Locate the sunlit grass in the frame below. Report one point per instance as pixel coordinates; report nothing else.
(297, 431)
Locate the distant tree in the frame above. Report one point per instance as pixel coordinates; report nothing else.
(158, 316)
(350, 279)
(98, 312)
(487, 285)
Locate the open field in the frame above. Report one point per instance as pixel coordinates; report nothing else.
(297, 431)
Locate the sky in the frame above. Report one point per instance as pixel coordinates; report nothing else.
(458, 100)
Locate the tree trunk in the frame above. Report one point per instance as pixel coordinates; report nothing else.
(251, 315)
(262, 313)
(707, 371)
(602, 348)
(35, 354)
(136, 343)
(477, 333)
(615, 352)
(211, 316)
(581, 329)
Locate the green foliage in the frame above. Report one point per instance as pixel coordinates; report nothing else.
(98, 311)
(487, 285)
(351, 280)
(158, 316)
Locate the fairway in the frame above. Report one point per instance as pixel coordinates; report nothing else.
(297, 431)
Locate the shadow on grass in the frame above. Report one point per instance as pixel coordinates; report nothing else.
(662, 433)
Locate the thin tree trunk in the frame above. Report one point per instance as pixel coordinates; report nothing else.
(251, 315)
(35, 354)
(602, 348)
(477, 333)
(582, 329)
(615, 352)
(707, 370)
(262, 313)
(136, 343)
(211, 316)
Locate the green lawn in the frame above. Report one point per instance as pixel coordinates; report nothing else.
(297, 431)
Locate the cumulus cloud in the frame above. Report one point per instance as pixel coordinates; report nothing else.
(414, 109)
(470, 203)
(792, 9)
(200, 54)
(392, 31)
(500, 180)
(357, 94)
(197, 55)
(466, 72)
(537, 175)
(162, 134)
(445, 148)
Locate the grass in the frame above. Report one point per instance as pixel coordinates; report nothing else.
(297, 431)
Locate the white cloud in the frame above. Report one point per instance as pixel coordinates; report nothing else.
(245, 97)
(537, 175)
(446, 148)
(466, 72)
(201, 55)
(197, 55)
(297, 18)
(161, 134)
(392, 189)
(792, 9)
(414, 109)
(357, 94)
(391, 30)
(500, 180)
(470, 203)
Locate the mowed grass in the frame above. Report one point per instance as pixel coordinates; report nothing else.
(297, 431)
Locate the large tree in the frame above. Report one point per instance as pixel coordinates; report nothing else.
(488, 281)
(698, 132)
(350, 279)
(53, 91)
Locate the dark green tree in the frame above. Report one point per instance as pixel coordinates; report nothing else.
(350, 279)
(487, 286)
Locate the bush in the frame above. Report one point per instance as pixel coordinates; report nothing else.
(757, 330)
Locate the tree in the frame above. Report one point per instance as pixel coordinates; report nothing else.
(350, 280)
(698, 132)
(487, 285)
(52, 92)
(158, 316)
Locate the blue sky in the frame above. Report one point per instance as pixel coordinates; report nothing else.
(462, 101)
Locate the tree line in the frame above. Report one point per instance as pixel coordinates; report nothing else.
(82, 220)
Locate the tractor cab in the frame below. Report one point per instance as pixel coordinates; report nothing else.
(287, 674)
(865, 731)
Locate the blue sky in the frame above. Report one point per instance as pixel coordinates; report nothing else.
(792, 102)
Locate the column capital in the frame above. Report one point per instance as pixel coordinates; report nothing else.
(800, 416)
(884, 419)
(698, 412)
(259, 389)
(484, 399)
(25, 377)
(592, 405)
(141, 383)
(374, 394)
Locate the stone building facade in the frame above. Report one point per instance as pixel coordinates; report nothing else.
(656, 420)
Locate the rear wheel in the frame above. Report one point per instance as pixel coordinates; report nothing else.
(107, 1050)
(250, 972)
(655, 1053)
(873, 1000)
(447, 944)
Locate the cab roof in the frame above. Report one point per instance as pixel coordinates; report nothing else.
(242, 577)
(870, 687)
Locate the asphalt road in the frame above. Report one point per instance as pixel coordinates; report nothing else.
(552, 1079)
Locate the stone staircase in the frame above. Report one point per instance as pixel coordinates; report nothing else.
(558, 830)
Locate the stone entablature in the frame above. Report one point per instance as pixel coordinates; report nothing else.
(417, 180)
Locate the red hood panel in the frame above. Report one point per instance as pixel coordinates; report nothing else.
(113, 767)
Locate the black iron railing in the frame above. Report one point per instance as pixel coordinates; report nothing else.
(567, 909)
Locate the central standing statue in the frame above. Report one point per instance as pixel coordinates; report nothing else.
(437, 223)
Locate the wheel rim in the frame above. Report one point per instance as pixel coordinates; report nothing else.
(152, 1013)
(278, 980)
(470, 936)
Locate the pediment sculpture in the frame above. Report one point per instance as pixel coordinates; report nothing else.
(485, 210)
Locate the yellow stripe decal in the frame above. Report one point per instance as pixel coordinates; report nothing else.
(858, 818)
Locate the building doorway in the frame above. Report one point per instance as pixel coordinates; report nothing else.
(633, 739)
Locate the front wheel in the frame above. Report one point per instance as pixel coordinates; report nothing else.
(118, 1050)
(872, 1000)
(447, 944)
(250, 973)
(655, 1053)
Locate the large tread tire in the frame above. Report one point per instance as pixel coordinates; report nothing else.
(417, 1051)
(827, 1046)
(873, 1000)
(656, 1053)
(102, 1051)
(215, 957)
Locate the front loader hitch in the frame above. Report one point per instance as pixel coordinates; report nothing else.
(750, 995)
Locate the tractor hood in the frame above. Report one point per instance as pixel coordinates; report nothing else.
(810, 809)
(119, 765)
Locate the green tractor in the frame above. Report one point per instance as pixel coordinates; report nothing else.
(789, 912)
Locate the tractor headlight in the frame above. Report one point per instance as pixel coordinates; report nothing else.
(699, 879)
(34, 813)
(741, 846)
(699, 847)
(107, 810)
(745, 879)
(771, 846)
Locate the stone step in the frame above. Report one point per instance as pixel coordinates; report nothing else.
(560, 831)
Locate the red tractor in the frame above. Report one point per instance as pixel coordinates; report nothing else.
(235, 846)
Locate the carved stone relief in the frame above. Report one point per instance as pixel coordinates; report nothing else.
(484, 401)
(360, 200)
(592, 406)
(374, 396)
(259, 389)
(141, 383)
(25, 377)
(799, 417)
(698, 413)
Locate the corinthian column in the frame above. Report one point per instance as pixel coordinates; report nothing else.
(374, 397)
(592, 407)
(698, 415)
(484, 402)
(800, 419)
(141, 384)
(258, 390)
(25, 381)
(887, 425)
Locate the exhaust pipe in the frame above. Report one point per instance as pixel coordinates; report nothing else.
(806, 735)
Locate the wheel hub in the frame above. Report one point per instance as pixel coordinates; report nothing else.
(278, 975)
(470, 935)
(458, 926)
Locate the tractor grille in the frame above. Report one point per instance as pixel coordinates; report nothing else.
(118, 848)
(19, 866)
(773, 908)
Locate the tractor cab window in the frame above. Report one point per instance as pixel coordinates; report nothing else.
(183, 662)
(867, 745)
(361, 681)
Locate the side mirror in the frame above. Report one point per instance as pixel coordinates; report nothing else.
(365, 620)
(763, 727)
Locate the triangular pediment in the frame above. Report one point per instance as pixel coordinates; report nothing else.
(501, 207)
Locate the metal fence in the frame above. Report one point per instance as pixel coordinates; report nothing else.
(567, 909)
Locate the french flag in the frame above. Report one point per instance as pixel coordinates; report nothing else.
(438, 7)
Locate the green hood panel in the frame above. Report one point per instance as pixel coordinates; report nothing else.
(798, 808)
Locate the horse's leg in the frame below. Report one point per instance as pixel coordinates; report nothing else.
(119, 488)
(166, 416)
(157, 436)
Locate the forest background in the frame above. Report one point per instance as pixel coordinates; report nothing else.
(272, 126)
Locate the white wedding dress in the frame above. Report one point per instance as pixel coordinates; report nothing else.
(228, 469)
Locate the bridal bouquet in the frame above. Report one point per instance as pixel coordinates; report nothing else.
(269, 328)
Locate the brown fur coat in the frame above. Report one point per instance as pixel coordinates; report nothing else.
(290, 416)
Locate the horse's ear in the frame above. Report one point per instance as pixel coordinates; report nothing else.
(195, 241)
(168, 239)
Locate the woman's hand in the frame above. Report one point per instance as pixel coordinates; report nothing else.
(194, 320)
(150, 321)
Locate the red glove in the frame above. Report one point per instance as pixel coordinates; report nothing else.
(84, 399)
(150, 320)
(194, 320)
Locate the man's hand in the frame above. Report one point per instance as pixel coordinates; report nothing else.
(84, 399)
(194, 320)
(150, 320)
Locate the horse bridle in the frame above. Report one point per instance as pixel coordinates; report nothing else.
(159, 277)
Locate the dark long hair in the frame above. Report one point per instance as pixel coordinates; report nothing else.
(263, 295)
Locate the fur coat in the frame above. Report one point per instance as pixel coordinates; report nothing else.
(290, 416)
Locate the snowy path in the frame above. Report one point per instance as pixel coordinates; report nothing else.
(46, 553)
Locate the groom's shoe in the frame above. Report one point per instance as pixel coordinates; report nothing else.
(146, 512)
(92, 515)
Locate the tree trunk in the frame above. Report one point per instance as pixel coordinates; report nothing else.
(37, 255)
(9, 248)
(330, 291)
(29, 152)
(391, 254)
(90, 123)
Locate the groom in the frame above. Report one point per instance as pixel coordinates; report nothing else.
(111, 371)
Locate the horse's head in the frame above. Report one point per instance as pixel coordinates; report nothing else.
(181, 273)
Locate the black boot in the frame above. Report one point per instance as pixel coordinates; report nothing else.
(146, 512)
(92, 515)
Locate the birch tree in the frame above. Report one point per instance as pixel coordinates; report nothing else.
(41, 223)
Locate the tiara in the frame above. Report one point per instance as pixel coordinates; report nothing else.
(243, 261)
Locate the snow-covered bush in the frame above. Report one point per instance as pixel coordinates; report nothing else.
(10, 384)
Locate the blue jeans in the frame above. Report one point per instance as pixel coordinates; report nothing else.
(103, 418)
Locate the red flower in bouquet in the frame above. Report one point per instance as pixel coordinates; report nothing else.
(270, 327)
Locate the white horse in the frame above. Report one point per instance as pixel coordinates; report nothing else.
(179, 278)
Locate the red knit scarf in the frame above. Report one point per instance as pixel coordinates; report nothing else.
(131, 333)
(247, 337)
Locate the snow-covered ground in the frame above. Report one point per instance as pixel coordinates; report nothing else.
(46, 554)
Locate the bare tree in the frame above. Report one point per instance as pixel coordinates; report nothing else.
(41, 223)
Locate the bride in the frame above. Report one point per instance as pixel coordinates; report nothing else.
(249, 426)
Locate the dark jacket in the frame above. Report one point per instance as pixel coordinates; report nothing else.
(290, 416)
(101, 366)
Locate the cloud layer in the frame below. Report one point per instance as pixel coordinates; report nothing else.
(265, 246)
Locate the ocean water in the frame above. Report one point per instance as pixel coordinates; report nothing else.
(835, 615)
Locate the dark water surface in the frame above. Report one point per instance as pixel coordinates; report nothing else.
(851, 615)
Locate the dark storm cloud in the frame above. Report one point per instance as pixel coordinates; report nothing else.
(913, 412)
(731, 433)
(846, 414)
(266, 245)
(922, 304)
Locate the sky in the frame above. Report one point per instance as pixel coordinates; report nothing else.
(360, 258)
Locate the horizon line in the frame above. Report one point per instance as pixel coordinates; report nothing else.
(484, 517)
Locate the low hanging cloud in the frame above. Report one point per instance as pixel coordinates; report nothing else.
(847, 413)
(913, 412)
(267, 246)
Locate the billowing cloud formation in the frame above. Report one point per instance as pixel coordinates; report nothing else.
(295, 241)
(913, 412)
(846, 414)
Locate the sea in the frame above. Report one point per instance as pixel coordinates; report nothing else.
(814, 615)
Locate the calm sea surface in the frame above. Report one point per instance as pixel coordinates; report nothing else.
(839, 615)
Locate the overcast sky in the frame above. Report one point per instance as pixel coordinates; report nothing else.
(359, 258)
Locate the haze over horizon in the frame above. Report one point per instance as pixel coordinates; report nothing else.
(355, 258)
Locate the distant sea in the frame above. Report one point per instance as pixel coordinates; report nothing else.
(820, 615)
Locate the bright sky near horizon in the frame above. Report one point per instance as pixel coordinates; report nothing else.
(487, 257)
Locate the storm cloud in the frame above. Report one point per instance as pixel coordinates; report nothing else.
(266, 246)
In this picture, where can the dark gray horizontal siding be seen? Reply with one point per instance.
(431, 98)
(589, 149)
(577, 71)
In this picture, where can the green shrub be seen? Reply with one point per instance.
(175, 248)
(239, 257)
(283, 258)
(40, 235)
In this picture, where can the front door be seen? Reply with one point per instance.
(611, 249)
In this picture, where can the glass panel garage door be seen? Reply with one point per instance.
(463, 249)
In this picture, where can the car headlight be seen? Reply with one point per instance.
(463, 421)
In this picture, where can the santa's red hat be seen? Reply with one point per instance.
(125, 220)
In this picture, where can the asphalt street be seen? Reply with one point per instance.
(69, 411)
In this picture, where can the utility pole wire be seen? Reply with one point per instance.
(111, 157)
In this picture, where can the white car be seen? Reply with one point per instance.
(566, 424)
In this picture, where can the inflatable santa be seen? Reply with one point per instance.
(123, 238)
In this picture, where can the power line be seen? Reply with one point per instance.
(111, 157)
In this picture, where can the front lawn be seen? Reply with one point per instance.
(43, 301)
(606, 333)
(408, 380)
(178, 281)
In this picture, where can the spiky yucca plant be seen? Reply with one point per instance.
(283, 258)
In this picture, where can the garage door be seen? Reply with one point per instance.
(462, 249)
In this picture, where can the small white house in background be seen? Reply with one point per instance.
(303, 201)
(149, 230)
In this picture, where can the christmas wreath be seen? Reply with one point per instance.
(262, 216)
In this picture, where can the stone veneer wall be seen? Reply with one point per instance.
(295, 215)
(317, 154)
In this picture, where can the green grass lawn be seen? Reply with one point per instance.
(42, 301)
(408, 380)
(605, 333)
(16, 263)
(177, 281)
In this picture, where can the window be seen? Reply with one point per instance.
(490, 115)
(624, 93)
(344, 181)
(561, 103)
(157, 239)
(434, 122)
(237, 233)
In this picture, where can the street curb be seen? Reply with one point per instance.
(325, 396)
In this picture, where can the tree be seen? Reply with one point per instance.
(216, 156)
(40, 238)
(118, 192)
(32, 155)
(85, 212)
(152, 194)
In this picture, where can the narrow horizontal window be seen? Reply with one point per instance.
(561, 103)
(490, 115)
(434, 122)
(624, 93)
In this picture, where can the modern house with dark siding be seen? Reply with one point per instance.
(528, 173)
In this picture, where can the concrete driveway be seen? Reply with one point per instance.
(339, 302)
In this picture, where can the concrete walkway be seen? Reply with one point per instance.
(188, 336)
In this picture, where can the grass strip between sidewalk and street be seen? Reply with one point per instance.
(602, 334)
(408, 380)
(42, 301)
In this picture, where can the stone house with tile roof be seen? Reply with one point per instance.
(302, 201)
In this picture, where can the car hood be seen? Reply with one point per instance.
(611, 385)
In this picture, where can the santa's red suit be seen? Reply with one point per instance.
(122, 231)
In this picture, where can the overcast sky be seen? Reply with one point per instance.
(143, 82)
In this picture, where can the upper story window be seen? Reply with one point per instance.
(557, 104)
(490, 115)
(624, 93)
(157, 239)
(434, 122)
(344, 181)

· · ·

Output only the lines running from the line with "In this picture, where can the window" through the final line of the data, inclusive.

In this picture, where can the window be seen? Reply with one point per instance.
(490, 115)
(624, 93)
(344, 181)
(561, 103)
(157, 239)
(434, 122)
(237, 233)
In this picture, where can the street curb be seen? Reply with one point per instance.
(325, 396)
In this picture, where can the tree be seen? Reply with one point per instance.
(216, 156)
(40, 238)
(118, 192)
(32, 155)
(85, 212)
(152, 194)
In this picture, where can the narrow horizontal window be seen? Reply with one point per instance.
(561, 103)
(490, 115)
(434, 122)
(624, 93)
In this picture, where can the modern house with dark siding be seen? Reply with one point per instance.
(528, 173)
In this picture, where can the concrete driveway be seen? Reply with one point per instance.
(339, 302)
In this picture, where can the concrete walkway be seen? Reply with one point per instance.
(188, 336)
In this picture, where can the grass strip between sidewalk and street be seen? Reply with one point per instance.
(602, 334)
(408, 380)
(42, 301)
In this picture, where can the stone house with tile roof be seen? Reply with one point per instance.
(302, 201)
In this picture, where can the car hood be seen? Reply with one point per instance.
(611, 385)
In this picture, where can the santa's red suit be seen? Reply with one point per instance.
(122, 231)
In this picture, where can the overcast sky be seen? Reply with one point per instance.
(143, 82)
In this picture, where can the upper story window be seen? Reply with one point per instance.
(557, 104)
(490, 115)
(624, 93)
(157, 239)
(434, 122)
(344, 181)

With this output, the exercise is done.